-- start GIVEN DATA --

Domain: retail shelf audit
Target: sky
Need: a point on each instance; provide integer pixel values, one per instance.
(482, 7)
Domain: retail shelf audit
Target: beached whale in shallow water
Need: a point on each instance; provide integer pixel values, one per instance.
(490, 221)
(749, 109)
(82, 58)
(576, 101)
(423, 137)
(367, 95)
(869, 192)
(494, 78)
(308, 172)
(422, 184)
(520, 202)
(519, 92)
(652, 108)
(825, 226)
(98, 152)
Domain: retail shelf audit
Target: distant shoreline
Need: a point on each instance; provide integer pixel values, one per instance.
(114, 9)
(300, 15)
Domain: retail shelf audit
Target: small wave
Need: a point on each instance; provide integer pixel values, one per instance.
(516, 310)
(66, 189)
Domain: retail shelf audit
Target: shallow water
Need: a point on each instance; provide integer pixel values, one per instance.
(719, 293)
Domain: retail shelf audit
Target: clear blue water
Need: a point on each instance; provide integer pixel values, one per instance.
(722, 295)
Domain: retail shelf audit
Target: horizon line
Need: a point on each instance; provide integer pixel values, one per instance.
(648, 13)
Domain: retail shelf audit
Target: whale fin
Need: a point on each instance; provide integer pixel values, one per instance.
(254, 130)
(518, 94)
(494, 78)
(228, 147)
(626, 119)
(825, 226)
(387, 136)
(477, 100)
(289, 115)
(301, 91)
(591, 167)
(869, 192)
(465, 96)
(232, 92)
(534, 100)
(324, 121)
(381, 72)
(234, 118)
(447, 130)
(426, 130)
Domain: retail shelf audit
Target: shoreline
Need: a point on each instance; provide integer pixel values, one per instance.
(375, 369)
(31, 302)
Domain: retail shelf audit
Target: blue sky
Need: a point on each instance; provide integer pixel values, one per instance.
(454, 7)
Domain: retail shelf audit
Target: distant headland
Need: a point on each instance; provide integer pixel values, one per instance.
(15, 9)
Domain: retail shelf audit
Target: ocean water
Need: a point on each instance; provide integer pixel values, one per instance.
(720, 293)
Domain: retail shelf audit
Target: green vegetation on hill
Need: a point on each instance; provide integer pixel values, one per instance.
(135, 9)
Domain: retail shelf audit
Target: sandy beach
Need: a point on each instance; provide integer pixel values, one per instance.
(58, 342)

-- end GIVEN DATA --

• JOB: Identify every line above that contains the word "whale", treating uppercase and lowercase as distinct, and copy each such line in full.

• THE ANSWER:
Target: beached whale in shallow water
Target: whale fin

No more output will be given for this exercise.